# INSTRUCTIONS FOR THE TASK
Output the lines below as a JSON list of strings, one string per line, with any blank lines omitted.

# RECORDS TO USE
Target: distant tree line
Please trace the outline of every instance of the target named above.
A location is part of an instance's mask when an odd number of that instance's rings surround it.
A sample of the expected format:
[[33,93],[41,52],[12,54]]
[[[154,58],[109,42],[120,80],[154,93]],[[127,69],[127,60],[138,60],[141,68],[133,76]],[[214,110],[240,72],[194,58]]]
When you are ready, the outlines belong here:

# RESPONSE TO THE EXERCISE
[
  "Target: distant tree line",
  "Please trace the outline of every instance of the target named above.",
  "A location is part of an instance's mask when an odd number of that instance's rings surround it.",
  "A sample of the expected format:",
  "[[33,93],[41,52],[12,54]]",
  "[[[154,58],[109,42],[120,80],[154,93]],[[127,69],[127,60],[138,60],[141,68],[133,76]],[[214,110],[240,72],[194,58]]]",
  "When you are ready, the outlines belong here:"
]